Copy every item below word for word, keeping each line unchanged and in the same order.

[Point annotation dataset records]
%%

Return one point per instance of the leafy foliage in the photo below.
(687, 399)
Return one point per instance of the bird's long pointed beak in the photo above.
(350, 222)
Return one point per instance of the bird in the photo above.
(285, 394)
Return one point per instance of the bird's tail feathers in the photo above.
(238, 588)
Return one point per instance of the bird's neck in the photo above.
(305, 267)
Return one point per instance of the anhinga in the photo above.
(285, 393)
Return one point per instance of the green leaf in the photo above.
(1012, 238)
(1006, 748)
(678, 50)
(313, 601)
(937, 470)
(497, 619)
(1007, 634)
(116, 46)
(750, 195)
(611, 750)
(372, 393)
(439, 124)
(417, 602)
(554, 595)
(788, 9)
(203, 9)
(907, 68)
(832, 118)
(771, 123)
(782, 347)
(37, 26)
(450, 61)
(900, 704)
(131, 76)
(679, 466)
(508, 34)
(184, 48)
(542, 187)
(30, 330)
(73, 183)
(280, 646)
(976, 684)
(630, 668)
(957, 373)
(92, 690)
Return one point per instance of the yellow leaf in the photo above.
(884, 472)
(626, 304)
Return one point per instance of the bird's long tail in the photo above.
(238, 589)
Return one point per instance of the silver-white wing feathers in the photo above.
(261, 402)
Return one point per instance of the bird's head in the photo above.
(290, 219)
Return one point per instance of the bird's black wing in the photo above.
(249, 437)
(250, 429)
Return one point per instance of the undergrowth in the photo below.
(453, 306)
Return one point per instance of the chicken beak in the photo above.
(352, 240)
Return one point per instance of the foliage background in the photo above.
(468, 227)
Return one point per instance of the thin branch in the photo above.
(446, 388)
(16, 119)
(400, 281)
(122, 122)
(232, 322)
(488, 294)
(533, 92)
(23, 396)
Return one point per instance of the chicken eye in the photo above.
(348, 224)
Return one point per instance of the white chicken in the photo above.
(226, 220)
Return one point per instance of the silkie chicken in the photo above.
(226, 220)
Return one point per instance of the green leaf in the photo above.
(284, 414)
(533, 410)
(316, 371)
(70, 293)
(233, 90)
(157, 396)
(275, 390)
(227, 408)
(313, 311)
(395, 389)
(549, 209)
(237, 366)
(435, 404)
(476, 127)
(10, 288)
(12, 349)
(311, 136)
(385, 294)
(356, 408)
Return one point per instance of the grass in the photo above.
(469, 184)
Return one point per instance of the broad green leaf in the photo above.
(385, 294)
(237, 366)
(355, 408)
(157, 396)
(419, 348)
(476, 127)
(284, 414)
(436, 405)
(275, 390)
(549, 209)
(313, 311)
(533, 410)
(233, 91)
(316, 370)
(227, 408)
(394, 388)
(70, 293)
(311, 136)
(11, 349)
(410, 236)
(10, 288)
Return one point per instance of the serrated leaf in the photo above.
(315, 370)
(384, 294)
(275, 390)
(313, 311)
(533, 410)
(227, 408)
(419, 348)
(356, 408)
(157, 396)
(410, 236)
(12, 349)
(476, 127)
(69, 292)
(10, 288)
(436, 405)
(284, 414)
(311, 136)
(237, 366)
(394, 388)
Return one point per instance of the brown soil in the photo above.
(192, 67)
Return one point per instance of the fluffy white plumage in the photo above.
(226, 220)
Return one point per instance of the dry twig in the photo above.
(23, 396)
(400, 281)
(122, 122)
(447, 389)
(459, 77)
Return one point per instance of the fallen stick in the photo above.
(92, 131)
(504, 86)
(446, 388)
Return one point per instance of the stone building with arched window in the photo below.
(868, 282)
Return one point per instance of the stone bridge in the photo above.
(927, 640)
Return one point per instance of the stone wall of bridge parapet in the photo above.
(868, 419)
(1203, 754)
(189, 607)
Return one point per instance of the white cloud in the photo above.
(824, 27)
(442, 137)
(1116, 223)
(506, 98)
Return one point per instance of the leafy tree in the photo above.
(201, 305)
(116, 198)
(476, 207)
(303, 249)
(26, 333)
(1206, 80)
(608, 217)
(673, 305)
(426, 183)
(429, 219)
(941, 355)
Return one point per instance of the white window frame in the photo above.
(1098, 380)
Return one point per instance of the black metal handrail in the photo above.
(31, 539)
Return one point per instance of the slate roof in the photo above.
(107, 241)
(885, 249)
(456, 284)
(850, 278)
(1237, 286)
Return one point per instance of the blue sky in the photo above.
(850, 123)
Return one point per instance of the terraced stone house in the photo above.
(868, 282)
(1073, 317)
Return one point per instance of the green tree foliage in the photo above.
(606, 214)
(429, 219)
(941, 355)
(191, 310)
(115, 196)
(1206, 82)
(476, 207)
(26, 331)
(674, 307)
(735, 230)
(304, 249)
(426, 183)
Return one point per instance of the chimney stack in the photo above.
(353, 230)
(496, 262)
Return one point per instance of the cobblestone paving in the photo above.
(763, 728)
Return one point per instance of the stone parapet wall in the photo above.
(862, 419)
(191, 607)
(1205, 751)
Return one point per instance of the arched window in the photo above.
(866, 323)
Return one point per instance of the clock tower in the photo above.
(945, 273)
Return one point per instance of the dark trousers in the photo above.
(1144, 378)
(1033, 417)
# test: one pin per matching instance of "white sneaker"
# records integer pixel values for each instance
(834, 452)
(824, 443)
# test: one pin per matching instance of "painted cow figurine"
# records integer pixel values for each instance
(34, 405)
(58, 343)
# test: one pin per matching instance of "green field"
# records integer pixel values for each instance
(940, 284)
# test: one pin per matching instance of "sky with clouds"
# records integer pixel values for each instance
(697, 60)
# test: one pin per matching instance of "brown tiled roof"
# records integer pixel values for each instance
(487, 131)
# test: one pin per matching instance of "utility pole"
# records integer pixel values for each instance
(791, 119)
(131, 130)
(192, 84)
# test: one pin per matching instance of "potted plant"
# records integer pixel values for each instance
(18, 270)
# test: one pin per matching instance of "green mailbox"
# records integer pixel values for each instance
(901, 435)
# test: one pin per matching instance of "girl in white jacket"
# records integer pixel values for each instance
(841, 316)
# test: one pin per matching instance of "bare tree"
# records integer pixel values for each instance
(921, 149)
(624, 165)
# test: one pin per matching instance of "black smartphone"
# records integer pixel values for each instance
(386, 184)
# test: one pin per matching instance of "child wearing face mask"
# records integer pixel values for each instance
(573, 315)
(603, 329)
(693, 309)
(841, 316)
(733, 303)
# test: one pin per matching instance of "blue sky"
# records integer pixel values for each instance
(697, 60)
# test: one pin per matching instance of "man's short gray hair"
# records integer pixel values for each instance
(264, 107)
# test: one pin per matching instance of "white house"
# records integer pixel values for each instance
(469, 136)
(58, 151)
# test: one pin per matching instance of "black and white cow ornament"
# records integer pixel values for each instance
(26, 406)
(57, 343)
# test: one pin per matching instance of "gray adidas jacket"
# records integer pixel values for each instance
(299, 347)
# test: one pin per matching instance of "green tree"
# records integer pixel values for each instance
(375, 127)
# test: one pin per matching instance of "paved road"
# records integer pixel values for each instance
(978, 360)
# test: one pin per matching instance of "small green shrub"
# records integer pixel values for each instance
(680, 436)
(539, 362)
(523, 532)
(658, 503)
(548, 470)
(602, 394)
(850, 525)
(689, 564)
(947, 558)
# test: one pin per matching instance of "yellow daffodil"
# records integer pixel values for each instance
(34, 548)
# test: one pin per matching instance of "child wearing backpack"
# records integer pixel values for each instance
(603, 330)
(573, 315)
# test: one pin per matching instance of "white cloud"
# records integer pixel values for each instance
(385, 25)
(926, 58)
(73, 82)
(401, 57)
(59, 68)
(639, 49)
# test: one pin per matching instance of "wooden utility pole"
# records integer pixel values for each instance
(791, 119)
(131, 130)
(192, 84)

%%

Task output =>
Return one point per instance of the leafy foliage in the photo below.
(687, 399)
Return one point per instance of the bird's long pointed beak in the photo above.
(350, 222)
Return one point per instance of the bird in the photo above.
(285, 394)
Return one point per instance of the bird's tail feathers in the photo above.
(238, 588)
Return one point per instance of the bird's neck in the photo above.
(305, 267)
Return one point per instance of the anhinga in the photo above.
(285, 393)
Return one point per instance of the green leaf in the photo above.
(1012, 238)
(1006, 748)
(678, 50)
(313, 601)
(937, 470)
(497, 619)
(1007, 634)
(116, 46)
(750, 195)
(611, 750)
(372, 393)
(439, 124)
(417, 602)
(554, 595)
(788, 9)
(203, 9)
(907, 68)
(832, 118)
(771, 123)
(782, 347)
(37, 26)
(450, 61)
(900, 704)
(131, 76)
(679, 466)
(508, 34)
(184, 48)
(542, 187)
(30, 330)
(73, 183)
(280, 646)
(976, 684)
(630, 668)
(957, 373)
(92, 690)
Return one point per instance of the yellow leaf in the photo above.
(884, 472)
(626, 304)
Return one point per instance of the bird's long tail in the photo above.
(238, 589)
Return one point per instance of the silver-white wing feathers in the photo above.
(261, 402)
Return one point per instance of the bird's head in the photo above.
(290, 219)
Return one point per instance of the bird's black wing in the photo above.
(249, 437)
(250, 429)
Return one point per instance of the undergrowth in the photo below.
(453, 306)
Return one point per instance of the chicken beak in the photo above.
(352, 240)
Return one point per instance of the foliage background in the photo above.
(468, 227)
Return one point per instance of the thin branch in the photo above.
(446, 388)
(16, 119)
(400, 281)
(122, 122)
(232, 322)
(488, 294)
(533, 92)
(23, 396)
Return one point per instance of the chicken eye in the photo above.
(348, 224)
Return one point per instance of the white chicken in the photo above.
(226, 220)
Return one point per instance of the silkie chicken in the photo above.
(226, 220)
Return one point per instance of the green leaf in the photo above.
(284, 414)
(533, 410)
(316, 371)
(70, 293)
(233, 90)
(157, 396)
(275, 390)
(227, 408)
(313, 311)
(395, 389)
(549, 209)
(237, 366)
(435, 404)
(476, 127)
(10, 288)
(12, 349)
(311, 136)
(385, 294)
(356, 408)
Return one point per instance of the grass in the photo above.
(469, 184)
Return one point per instance of the broad green leaf in the photo above.
(385, 294)
(237, 366)
(355, 408)
(157, 396)
(419, 348)
(476, 127)
(284, 414)
(436, 405)
(275, 390)
(549, 209)
(313, 311)
(533, 410)
(233, 91)
(316, 370)
(227, 408)
(394, 388)
(70, 293)
(311, 136)
(11, 349)
(410, 236)
(10, 288)
Return one point per instance of the serrated leaf in the photo above.
(315, 370)
(384, 294)
(275, 390)
(313, 311)
(533, 410)
(227, 408)
(419, 348)
(356, 408)
(157, 396)
(410, 236)
(12, 349)
(476, 127)
(69, 292)
(10, 288)
(436, 405)
(284, 414)
(311, 136)
(237, 366)
(394, 388)
Return one point per instance of the brown soil in the photo above.
(192, 67)
Return one point per instance of the fluffy white plumage in the photo above.
(226, 220)
Return one point per instance of the dry twig in the photo above.
(23, 396)
(400, 281)
(122, 122)
(447, 389)
(459, 77)
Return one point per instance of the fallen stick in the photo above.
(92, 131)
(504, 86)
(446, 388)
Return one point per instance of the stone building with arched window in the photo below.
(868, 282)
Return one point per instance of the stone bridge in the photo above.
(927, 640)
Return one point per instance of the stone wall of bridge parapet in the photo above.
(868, 419)
(1203, 754)
(189, 607)
Return one point per instance of the white cloud in the photo above.
(824, 27)
(442, 137)
(1116, 223)
(506, 98)
Return one point per instance of the leafy tree in the photo above.
(201, 305)
(116, 198)
(476, 207)
(303, 249)
(26, 333)
(1206, 80)
(608, 217)
(673, 305)
(426, 183)
(429, 219)
(941, 355)
Return one point per instance of the white window frame in the photo above.
(1098, 380)
Return one point per instance of the black metal handrail in the photo above.
(31, 539)
Return one point per instance of the slate roof in the photo above.
(107, 241)
(885, 249)
(456, 284)
(850, 278)
(1237, 286)
Return one point per instance of the blue sky in the photo above.
(850, 123)
Return one point per instance of the terraced stone house in the photo above.
(868, 282)
(1073, 317)
Return one point per instance of the green tree foliage in the photo above.
(606, 214)
(429, 219)
(941, 355)
(191, 310)
(115, 196)
(1206, 82)
(476, 207)
(26, 331)
(674, 307)
(735, 230)
(304, 249)
(426, 183)
Return one point per instance of the chimney stack in the photo above.
(353, 230)
(496, 262)
Return one point per instance of the cobblestone paving in the photo above.
(763, 728)
Return one point per instance of the stone parapet wall in the photo above.
(862, 419)
(191, 607)
(1205, 751)
Return one point per instance of the arched window in the photo above.
(866, 323)
Return one point per instance of the clock tower in the photo above.
(945, 273)
Return one point per instance of the dark trousers in the photo above.
(1144, 378)
(1033, 417)
# test: one pin per matching instance of "white sneaker"
# records integer pixel values for each instance
(834, 452)
(824, 443)
# test: one pin per matching instance of "painted cow figurine"
# records integer pixel values for each instance
(34, 405)
(58, 343)
# test: one pin per matching instance of "green field"
# records integer pixel values for each instance
(940, 284)
# test: one pin per matching instance of "sky with clouds"
# records integer pixel values for each instance
(697, 60)
# test: one pin per matching instance of "brown tiled roof"
# records integer pixel values for each instance
(487, 131)
# test: one pin per matching instance of "utility pole"
# records integer pixel values for each instance
(791, 119)
(131, 130)
(192, 84)
# test: one pin per matching instance of "potted plant"
# records integer pixel values for each instance
(18, 270)
# test: one pin per matching instance of "green mailbox"
# records integer pixel values for each instance
(901, 435)
# test: one pin per matching instance of "girl in white jacket"
# records integer pixel values for each instance
(841, 316)
# test: one pin per matching instance of "bare tree"
# records integer pixel values for each instance
(921, 149)
(624, 165)
# test: one pin per matching instance of "black smartphone"
# records integer pixel values for each instance
(386, 184)
# test: one pin per matching instance of "child wearing face mask"
# records integer pixel values for each instance
(573, 315)
(603, 329)
(693, 309)
(841, 316)
(733, 303)
# test: one pin per matching instance of "blue sky"
# records integer pixel values for each instance
(697, 60)
# test: one pin per matching instance of "man's short gray hair"
# records integer pixel values for each instance
(264, 107)
# test: one pin per matching instance of "white house"
# records integer pixel values for each instance
(469, 136)
(58, 151)
# test: one pin per matching instance of "black and white cow ornament"
# records integer pixel values for each instance
(26, 406)
(57, 343)
# test: one pin per matching instance of "gray adidas jacket"
# records integer pixel values for each instance
(299, 347)
# test: one pin per matching instance of "green tree"
# records integer pixel values for each instance
(375, 127)
# test: one pin per matching instance of "paved road"
# records integer pixel values for each instance
(978, 360)
# test: one pin per matching instance of "small green shrub"
# records integer pixel values for each instance
(680, 436)
(539, 362)
(523, 532)
(658, 503)
(548, 470)
(602, 394)
(850, 525)
(689, 564)
(947, 558)
# test: one pin per matching instance of "yellow daffodil"
# records integer pixel values for each instance
(34, 548)
# test: one pin per matching instance of "child wearing backpack"
# records integer pixel values for each instance
(603, 330)
(573, 315)
# test: one pin per matching instance of "white cloud"
# records integer pixel values for each instance
(385, 25)
(926, 58)
(73, 82)
(401, 57)
(59, 68)
(639, 49)
# test: one pin per matching instance of "wooden utility pole"
# records integer pixel values for each instance
(791, 119)
(131, 130)
(192, 84)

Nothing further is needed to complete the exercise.